*** Block opens ***

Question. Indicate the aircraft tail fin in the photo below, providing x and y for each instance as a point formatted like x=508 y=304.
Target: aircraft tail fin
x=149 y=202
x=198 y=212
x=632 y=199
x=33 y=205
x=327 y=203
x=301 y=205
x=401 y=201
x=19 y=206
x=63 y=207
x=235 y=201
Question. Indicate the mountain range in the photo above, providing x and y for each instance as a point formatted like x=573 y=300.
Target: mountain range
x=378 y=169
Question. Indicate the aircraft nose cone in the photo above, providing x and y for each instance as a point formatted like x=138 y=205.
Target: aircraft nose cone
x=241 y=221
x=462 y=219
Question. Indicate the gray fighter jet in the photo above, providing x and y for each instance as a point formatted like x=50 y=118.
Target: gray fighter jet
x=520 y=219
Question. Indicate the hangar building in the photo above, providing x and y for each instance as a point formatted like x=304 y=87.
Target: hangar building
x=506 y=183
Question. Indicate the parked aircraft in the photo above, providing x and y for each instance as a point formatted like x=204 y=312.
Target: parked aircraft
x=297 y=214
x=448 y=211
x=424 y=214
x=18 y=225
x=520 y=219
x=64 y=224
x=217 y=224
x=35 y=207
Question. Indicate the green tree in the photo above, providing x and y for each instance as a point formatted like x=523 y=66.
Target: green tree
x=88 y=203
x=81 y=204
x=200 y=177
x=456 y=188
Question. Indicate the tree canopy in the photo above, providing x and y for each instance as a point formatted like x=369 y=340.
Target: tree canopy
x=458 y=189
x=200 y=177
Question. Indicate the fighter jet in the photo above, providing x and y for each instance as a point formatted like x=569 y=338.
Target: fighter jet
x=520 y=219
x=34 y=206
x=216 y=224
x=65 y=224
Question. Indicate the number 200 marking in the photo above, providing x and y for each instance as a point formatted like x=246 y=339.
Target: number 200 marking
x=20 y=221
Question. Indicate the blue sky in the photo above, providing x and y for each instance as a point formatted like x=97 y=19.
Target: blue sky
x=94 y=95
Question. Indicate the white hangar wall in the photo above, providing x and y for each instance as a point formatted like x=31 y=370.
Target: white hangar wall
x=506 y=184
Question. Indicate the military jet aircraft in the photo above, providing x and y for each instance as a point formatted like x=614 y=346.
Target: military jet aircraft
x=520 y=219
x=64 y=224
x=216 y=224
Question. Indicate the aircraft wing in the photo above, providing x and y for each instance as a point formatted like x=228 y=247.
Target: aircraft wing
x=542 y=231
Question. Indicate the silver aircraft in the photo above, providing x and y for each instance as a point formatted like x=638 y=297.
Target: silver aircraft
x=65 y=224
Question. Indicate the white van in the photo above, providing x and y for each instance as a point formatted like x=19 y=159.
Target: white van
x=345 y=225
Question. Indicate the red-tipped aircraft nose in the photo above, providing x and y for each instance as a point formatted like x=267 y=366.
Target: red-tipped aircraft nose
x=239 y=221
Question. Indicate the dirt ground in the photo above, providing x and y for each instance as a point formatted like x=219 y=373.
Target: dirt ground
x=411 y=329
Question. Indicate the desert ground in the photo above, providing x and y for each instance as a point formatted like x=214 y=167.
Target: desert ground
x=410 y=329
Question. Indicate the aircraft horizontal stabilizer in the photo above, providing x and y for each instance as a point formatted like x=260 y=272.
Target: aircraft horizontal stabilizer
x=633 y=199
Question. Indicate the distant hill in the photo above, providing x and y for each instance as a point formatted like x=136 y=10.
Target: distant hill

*** Block closes ***

● Directions:
Give back, unchanged, the run of lines in the listing above that begins at the line containing "Target: mountain range" and ends at the line containing "Question. Indicate the hangar", both included.

● Task result:
Target: mountain range
x=378 y=169
Question. Indicate the aircraft nose cone in the photo above, providing x and y for each instance as a point formatted like x=138 y=205.
Target: aircraft nose cone
x=241 y=221
x=462 y=219
Question. Indicate the gray fighter jet in the photo above, providing x and y for each instance as a point formatted like x=50 y=118.
Target: gray fighter jet
x=520 y=219
Question. Indicate the hangar building in the photo above, providing x and y for each instance as a point formatted like x=304 y=87.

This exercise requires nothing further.